##### Records shown #####
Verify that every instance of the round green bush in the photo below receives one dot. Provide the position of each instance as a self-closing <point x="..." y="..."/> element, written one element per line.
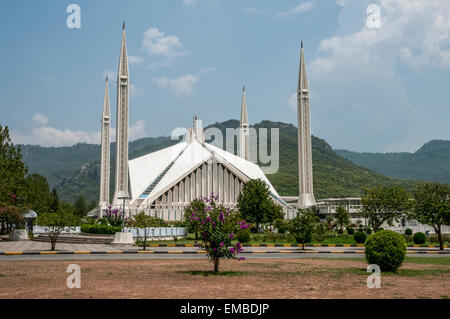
<point x="419" y="238"/>
<point x="360" y="237"/>
<point x="386" y="249"/>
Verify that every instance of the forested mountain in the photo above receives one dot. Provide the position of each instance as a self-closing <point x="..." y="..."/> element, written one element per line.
<point x="429" y="163"/>
<point x="75" y="170"/>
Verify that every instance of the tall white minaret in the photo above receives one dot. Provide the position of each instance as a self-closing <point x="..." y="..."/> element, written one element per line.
<point x="305" y="180"/>
<point x="121" y="185"/>
<point x="105" y="157"/>
<point x="243" y="130"/>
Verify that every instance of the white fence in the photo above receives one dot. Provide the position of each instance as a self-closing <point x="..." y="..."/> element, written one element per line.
<point x="38" y="230"/>
<point x="159" y="232"/>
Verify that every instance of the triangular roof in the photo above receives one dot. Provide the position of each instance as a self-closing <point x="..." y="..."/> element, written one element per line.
<point x="174" y="163"/>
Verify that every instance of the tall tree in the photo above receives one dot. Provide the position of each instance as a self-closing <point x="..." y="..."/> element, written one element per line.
<point x="54" y="206"/>
<point x="342" y="217"/>
<point x="256" y="205"/>
<point x="384" y="204"/>
<point x="303" y="225"/>
<point x="81" y="207"/>
<point x="12" y="168"/>
<point x="432" y="207"/>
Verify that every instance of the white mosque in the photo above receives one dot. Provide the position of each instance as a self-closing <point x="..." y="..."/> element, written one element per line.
<point x="164" y="182"/>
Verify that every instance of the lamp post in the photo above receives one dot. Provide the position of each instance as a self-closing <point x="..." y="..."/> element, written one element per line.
<point x="123" y="195"/>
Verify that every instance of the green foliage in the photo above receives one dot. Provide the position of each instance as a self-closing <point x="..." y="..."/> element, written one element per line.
<point x="244" y="236"/>
<point x="419" y="238"/>
<point x="384" y="204"/>
<point x="256" y="205"/>
<point x="360" y="237"/>
<point x="196" y="207"/>
<point x="303" y="226"/>
<point x="386" y="249"/>
<point x="81" y="208"/>
<point x="429" y="163"/>
<point x="100" y="229"/>
<point x="342" y="217"/>
<point x="12" y="168"/>
<point x="432" y="207"/>
<point x="38" y="193"/>
<point x="54" y="223"/>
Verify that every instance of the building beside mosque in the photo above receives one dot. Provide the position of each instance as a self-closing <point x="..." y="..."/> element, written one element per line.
<point x="164" y="182"/>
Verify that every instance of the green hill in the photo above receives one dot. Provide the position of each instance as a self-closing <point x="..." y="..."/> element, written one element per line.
<point x="74" y="171"/>
<point x="429" y="163"/>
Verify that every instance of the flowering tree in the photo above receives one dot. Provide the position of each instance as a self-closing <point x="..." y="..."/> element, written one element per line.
<point x="218" y="227"/>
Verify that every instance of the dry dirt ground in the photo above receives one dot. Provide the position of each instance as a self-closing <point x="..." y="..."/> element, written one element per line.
<point x="255" y="278"/>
#####
* **Exercise description**:
Skip the pictures, then retype every line above exactly.

* **Answer to this problem**:
Verify that every instance of the round green bush in the photo below receives one dot. Provide the position of each instance as a self-closing <point x="..." y="..."/> element, written one element per line.
<point x="419" y="238"/>
<point x="360" y="237"/>
<point x="386" y="249"/>
Verify that every instance of the forested mountain in the photo above receives one dot. Provide the position of each instance as a self-closing <point x="..." y="..."/> element, written one element per line.
<point x="429" y="163"/>
<point x="75" y="170"/>
Verify that every instance of the tall white minaret in the photo above receives one dot. Provide the position of each instance as a self-closing <point x="..." y="..."/> element, written one element per line.
<point x="305" y="180"/>
<point x="121" y="185"/>
<point x="105" y="157"/>
<point x="243" y="130"/>
Verify that every instance of the white fence in the photo above receives one dot. Provide the position of each instance as a self-closing <point x="..." y="..."/> element, written one element per line.
<point x="38" y="230"/>
<point x="159" y="232"/>
Verify that every instance of the triangular roof in the photo above receives one dot. Provide the position of each instance as a self-closing <point x="..." y="..."/> element, written one element per line.
<point x="174" y="163"/>
Verify that every instance of the tall tree in the photo above receives one dot. Provide the position of each instance as a self-closing <point x="..." y="..."/> element, written one element per line.
<point x="54" y="206"/>
<point x="342" y="217"/>
<point x="256" y="205"/>
<point x="384" y="204"/>
<point x="303" y="225"/>
<point x="81" y="207"/>
<point x="12" y="168"/>
<point x="432" y="207"/>
Verify that every instance of the white mosque in the photo above receives one dot. Provide the position of each instance as a self-closing <point x="..." y="..."/> element, written one element per line.
<point x="164" y="182"/>
Verify that every instance of the lamp post in the photo above receives one dot. Provide the position of each instance as a self-closing <point x="..." y="..."/> element, written one element per line.
<point x="123" y="195"/>
Verify that every instance of the green foliage in the photo above receives one dot. Provide the position of each instance as a self-closing <point x="..." y="..."/> element, written one element per line.
<point x="244" y="236"/>
<point x="419" y="238"/>
<point x="384" y="204"/>
<point x="256" y="205"/>
<point x="360" y="237"/>
<point x="196" y="207"/>
<point x="303" y="226"/>
<point x="386" y="249"/>
<point x="81" y="208"/>
<point x="429" y="163"/>
<point x="100" y="229"/>
<point x="342" y="217"/>
<point x="12" y="168"/>
<point x="432" y="207"/>
<point x="38" y="193"/>
<point x="54" y="223"/>
Verify that every instance of the building beside mosque in the photo above receives one dot. Provide the position of each instance as a self-closing <point x="..." y="..."/> element, written one element per line.
<point x="164" y="182"/>
Verify that every instance of the green hill in the photo above receives one dot. Provide the position of each instance as a self-closing <point x="..." y="..."/> element, written one element per line.
<point x="74" y="171"/>
<point x="429" y="163"/>
Verify that every instance of the flowering tree in the photo above receives one dot. Provide the position of each instance as a self-closing <point x="..." y="..."/> element, written one element per line.
<point x="218" y="227"/>
Verify that every instance of the dry dirt ground in the photo above receives one dot. Provide the position of each instance as a self-closing <point x="..." y="..."/> element, written one element per line.
<point x="255" y="278"/>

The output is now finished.